__Excerpt to read__
----------
Magazine article Newsweek

The Wrong Scapegoat

Magazine article Newsweek

The Wrong Scapegoat

Article excerpt

Byline: Robert J. Samuelson

Give the Fed its due.

Ever since its creation in 1913, the Federal Reserve has grappled with a daunting political contradiction. The Fed is charged with preventing the collapse of the financial system, whose health is essential for the "real economy" of production and jobs. But financial bailouts usually occur when mistakes or misdeeds by bankers make them public pariahs. To do its job, then, the Fed protects--or seems to protect--an unpopular, disgraced, and undeserving group. We are now witnessing this contradiction in full bloom.

The Fed has become a congressional scapegoat for assorted economic frustrations: 10.2 percent unemployment; expensive rescues of fragile financial institutions; outsize Wall Street bonuses; and the crisis itself. The denunciations transcend rhetorical outbursts. The House Financial Services Committee recently voted to require the Government Accountability Office (GAO) to "audit" the Fed's monetary policy--its efforts to influence interest rates and credit conditions. In the Senate, Christopher Dodd, chairman of the Banking, Housing, and Urban Affairs Committee, has proposed stripping the Fed of all powers to regulate financial institutions--its actions to police lending and management practices. These powers would go to a new agency.
----------
__Set task 1__
What unemployment rate does the excerpt about the Federal Reserve cite?
__Set task 2__
Write out the excerpt about the Federal Reserve word for word, from "Give the Fed" up to and including "in full bloom.".

Records contained in a dataset:
----------
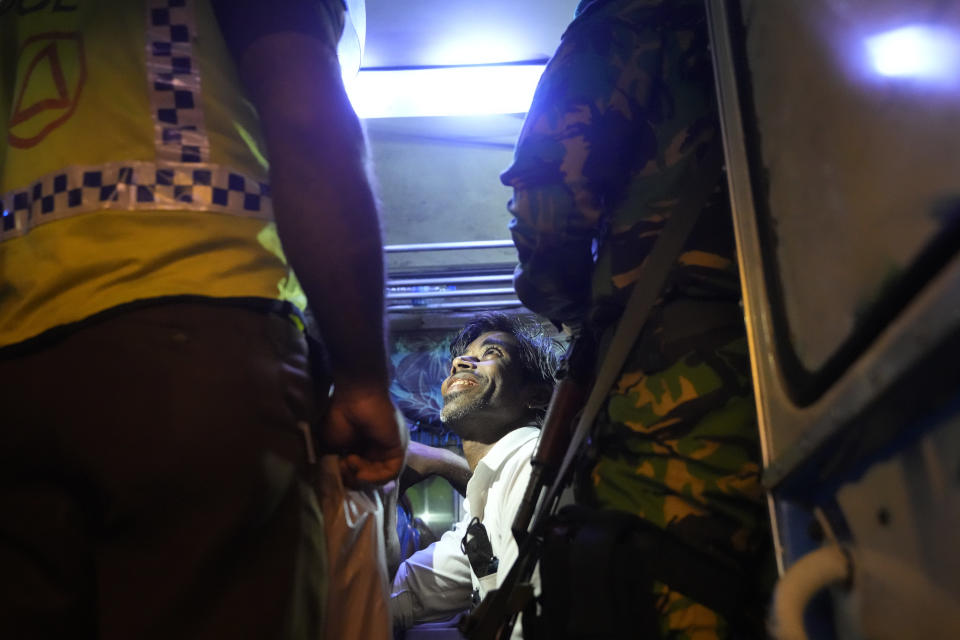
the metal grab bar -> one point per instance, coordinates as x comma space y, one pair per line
413, 282
460, 293
448, 246
455, 305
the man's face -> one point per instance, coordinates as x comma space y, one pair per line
485, 396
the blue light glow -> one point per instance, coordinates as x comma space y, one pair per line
916, 51
446, 91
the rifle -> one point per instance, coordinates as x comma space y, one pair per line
495, 616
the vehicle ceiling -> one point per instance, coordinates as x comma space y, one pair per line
438, 177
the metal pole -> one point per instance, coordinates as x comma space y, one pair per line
461, 293
413, 282
455, 305
449, 246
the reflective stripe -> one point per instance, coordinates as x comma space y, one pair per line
174, 81
133, 186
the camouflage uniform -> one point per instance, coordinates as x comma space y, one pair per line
620, 122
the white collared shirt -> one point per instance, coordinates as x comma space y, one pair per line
437, 582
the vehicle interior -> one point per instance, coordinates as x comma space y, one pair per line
838, 122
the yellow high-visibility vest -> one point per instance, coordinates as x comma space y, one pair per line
131, 166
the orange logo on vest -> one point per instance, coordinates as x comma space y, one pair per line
49, 88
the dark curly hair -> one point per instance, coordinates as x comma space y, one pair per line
539, 353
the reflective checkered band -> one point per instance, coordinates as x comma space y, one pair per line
133, 186
174, 80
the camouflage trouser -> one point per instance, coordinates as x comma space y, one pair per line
679, 447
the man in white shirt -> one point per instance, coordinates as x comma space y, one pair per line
499, 385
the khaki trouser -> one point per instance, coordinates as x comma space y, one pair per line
152, 481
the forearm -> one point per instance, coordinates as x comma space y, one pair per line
324, 206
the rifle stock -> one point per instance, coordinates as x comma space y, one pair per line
494, 618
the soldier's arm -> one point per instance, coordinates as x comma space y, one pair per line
325, 211
582, 139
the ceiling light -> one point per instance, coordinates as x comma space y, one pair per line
444, 91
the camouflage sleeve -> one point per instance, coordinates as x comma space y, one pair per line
584, 135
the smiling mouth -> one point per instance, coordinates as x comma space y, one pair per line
460, 384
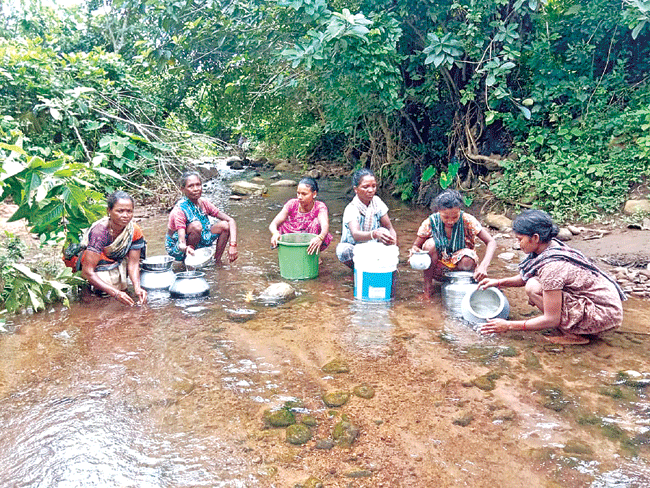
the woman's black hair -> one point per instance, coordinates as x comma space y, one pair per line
531, 222
113, 198
360, 174
447, 199
186, 176
310, 182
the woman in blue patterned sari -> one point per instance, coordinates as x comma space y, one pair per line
189, 225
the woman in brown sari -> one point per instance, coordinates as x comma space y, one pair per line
575, 297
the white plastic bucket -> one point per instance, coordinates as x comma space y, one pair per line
374, 271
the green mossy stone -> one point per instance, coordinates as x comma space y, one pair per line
309, 421
298, 434
484, 383
574, 446
336, 398
345, 433
279, 418
364, 391
336, 366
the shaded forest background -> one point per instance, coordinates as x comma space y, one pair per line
540, 103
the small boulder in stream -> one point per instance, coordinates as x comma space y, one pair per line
336, 366
298, 434
282, 417
336, 398
345, 432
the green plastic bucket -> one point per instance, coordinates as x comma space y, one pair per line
295, 263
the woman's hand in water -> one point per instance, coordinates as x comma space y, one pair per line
480, 273
274, 240
495, 326
123, 297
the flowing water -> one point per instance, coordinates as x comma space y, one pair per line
174, 393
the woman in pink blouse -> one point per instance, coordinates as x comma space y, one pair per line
303, 214
575, 297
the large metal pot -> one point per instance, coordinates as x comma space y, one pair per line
454, 288
479, 306
162, 262
156, 273
189, 284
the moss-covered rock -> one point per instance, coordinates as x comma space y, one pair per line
364, 391
279, 418
309, 421
484, 382
345, 432
336, 398
336, 366
298, 434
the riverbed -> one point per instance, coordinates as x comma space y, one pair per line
178, 393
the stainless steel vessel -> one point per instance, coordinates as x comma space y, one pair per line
454, 288
156, 273
189, 284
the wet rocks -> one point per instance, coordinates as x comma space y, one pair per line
336, 398
284, 183
553, 398
241, 314
485, 382
325, 444
336, 366
279, 418
311, 482
364, 391
574, 446
634, 282
345, 432
246, 188
277, 292
298, 434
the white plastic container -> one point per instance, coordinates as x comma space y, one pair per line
374, 271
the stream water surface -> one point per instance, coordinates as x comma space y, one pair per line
174, 393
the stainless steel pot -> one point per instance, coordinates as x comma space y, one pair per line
157, 263
479, 306
189, 284
454, 288
156, 280
156, 272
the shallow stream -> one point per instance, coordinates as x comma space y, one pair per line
174, 393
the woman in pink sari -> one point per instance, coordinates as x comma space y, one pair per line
303, 214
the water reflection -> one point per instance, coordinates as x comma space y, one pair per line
169, 394
370, 326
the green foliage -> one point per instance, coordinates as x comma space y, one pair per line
54, 196
22, 288
575, 173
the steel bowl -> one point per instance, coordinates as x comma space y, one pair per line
157, 263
----------
__Complete response 1__
10.2 percent

__Complete response 2__
Give the Fed its due.

Ever since its creation in 1913, the Federal Reserve has grappled with a daunting political contradiction. The Fed is charged with preventing the collapse of the financial system, whose health is essential for the "real economy" of production and jobs. But financial bailouts usually occur when mistakes or misdeeds by bankers make them public pariahs. To do its job, then, the Fed protects--or seems to protect--an unpopular, disgraced, and undeserving group. We are now witnessing this contradiction in full bloom.